The executor image contract should be explicit:

- Linux image
- contains a compatible `buildkite-agent` binary
- can run `buildkite-agent bootstrap`
- contains the tooling needed for full bootstrap execution inside the container, not just the user command

### Mounting strategy

The MVP should preserve path semantics rather than invent a new filesystem model.

Auto-mount these configured paths at the same path inside the container when set:

- build path: read-write
- plugins path: read-write
- sockets path: read-write
- git mirrors path: read-write
- hooks path and additional hooks paths: read-only
- signing key files, config files, or similar explicit file paths: read-only

Generated env files need special handling:

- `BUILDKITE_ENV_FILE` and `BUILDKITE_ENV_JSON_FILE` must be visible inside the container
- the safest compatibility path is to create them under a mounted writable path rather than host-only `/tmp`
- `BUILDKITE_ENV_FILE` in particular may need to remain writable for compatibility with hooks or plugins that append to it

This is less isolated than a pure named-volume approach, but it is much simpler and preserves current agent behavior for hooks, plugin cache, mirrors, and sockets.

### User and privilege model

Follow the same ideas as the example where possible:

- if the agent is not running as root on Linux, run the container as the same uid:gid
- mount `/etc/passwd` and `/etc/group` read-only when needed for name resolution
- set `no-new-privileges`
- do not mount the Docker socket by default

File ownership on host-mounted paths is a real concern:

- if the container runs as `root` and writes into bind-mounted host paths, those files will typically be owned by `root` on the host
- that can break later cleanup, checkout reuse, plugin reuse, or mixed host/container execution on the same agent

So for the MVP, Linux Docker execution should default to inheriting the agent process uid:gid when writing to mounted host paths.

Some images will assume `root` or expect a named user and writable home directory, so the design should allow a future explicit override such as `executor-docker-user`, but root should not be the default.

### Cancellation and cleanup

Do not rely on signal proxying from the `docker run` CLI alone.

The Docker executor should own container lifecycle explicitly:

- `Interrupt()` should call `docker stop --signal <cancel-signal> --time <grace-seconds> <name>`
- `Terminate()` should call `docker kill <name>` followed by forced removal if needed
- `Cleanup()` should remove any named container still present

The attached `docker run` process can still be used for log streaming and exit status, but container lifecycle should be controlled directly by the executor.

### How this differs from the Docker Buildkite Plugin

This proposal is also distinct from the `docker-buildkite-plugin`.

That plugin runs a pipeline step command in Docker and provides step-level controls such as:

- required `image`
- environment propagation
- volume mounts
- optional checkout mounting behavior

By contrast, the proposed Docker executor is an agent-level execution backend.

• **Tasks to carry out**:
A. In the Docker executor design, how would you shorten the paragraph beginning "Some images will assume" while keeping its main facts?
B. Which configured paths does the Docker executor design auto-mount read-write inside the container?
C. In the Docker executor design, rename "MVP" to "first release" and give the text between "- Linux image" and "new filesystem model.", inclusive.
The items that come after this text play no part here.

• **Data section**:
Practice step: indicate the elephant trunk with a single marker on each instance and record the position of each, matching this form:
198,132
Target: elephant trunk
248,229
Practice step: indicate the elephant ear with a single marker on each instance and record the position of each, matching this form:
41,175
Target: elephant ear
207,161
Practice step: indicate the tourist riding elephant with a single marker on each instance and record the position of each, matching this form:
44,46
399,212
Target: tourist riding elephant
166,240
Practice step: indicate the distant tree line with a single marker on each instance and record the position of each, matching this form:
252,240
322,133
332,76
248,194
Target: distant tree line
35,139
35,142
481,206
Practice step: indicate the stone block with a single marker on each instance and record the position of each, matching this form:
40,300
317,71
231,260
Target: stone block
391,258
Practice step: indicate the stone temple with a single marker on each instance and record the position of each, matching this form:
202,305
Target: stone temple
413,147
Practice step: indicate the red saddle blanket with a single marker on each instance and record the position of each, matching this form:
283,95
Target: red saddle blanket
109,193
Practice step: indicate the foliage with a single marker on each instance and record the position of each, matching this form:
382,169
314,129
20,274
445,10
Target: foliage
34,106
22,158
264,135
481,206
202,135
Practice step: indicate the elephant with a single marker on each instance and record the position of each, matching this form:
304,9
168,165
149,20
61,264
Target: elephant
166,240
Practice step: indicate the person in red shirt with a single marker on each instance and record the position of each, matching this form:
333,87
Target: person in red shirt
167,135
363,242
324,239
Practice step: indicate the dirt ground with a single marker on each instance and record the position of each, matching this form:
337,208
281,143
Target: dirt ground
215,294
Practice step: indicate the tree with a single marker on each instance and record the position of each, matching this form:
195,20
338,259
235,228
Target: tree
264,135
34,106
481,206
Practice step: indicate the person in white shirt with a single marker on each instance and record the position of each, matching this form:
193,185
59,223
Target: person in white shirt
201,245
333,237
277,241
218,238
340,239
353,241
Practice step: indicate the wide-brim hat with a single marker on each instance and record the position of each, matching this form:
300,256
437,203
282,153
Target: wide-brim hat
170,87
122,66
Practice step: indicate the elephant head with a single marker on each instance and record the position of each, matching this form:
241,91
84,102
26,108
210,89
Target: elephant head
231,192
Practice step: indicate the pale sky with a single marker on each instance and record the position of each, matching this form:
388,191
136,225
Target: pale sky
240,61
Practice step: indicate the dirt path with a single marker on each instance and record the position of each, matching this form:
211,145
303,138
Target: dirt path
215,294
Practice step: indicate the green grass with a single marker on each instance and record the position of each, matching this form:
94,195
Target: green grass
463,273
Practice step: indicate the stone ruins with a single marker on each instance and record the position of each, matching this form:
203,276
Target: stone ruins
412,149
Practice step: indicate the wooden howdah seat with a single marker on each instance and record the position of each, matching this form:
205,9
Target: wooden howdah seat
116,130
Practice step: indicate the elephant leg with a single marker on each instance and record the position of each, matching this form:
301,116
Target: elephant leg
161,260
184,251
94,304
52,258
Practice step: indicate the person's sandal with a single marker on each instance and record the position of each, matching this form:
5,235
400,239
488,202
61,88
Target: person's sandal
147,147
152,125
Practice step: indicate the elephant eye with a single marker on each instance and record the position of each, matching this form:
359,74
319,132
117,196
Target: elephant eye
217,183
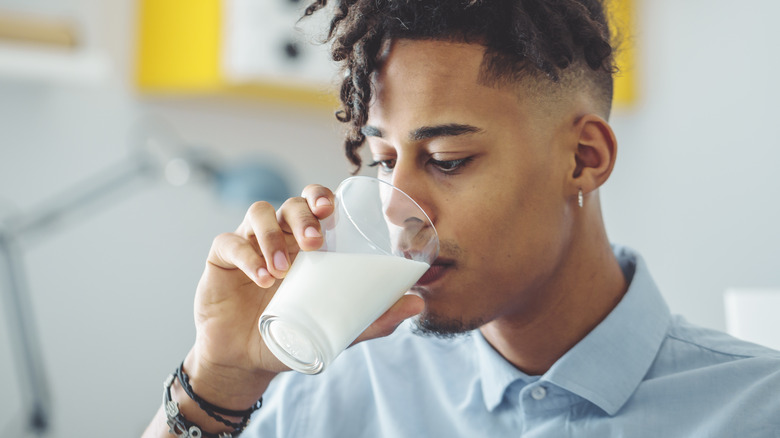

• **Task-by-task outputs**:
A. Because some images expect root or a named user with a writable home directory, the design should allow a later explicit override such as `executor-docker-user`, but root must not be the default.

B.
- build path
- plugins path
- sockets path
- git mirrors path

C.
- Linux image
- contains a compatible `buildkite-agent` binary
- can run `buildkite-agent bootstrap`
- contains the tooling needed for full bootstrap execution inside the container, not just the user command

### Mounting strategy

The first release should preserve path semantics rather than invent a new filesystem model.